The exercise :: Could you repeat the data below, swapping every "Expected" for "Target" and leaving everything else unchanged?

Records for the exercise ::
>> Start
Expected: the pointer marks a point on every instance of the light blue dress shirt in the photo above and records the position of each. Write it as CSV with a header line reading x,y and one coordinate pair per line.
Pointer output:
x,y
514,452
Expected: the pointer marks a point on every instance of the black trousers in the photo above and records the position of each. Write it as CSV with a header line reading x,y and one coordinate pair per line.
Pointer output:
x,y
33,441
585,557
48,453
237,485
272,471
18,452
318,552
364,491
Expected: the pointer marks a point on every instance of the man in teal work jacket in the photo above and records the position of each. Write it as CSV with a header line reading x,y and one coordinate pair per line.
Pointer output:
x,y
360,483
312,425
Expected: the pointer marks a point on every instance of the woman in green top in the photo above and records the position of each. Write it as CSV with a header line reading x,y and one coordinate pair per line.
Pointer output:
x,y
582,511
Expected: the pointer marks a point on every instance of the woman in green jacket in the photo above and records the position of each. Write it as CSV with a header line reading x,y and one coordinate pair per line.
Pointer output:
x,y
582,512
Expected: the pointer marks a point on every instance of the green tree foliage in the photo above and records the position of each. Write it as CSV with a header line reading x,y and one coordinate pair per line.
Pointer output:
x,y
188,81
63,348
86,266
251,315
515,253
>> End
Worked solution ::
Target: the pointer marks a point on every instance of the light blue dress shirt in the photo above and records the position of each. Write it as CSV with a header line reading x,y and one coordinate pair per line.
Pointer output:
x,y
514,452
Target: the pointer marks a point on every instance of the black trousers in the photo above and records the position of each. Write it as CSV with a header line reading x,y and one coordinate pair per line.
Pointer output:
x,y
33,441
585,557
48,453
237,485
272,471
18,452
318,552
364,491
Target: the pointer marks a point on every instance of the man in teal work jacket in the photo above and records the position of each. Write it as CSV with a header line reading x,y and one coordinate pair per line.
Pointer output:
x,y
360,483
312,425
Target: the pointer marks a point on every instance of the woman in green top in the photo above and records the position of each. Write it as CSV with a header line reading x,y and one coordinate pair per line.
Pointer output:
x,y
582,511
Target: the pointer marks a point on every instance of the woman in green jacket in the photo above and records the position of each. Write it as CSV with a header line reading x,y and one coordinate pair per line.
Pointer output:
x,y
582,512
Target: the pointer marks a point on every instance of the green tree foliage in the photo above and records the position of each. Write it as CSV with a header line reading x,y and one coordinate pair per line.
Pointer output:
x,y
188,81
63,348
86,266
251,315
515,253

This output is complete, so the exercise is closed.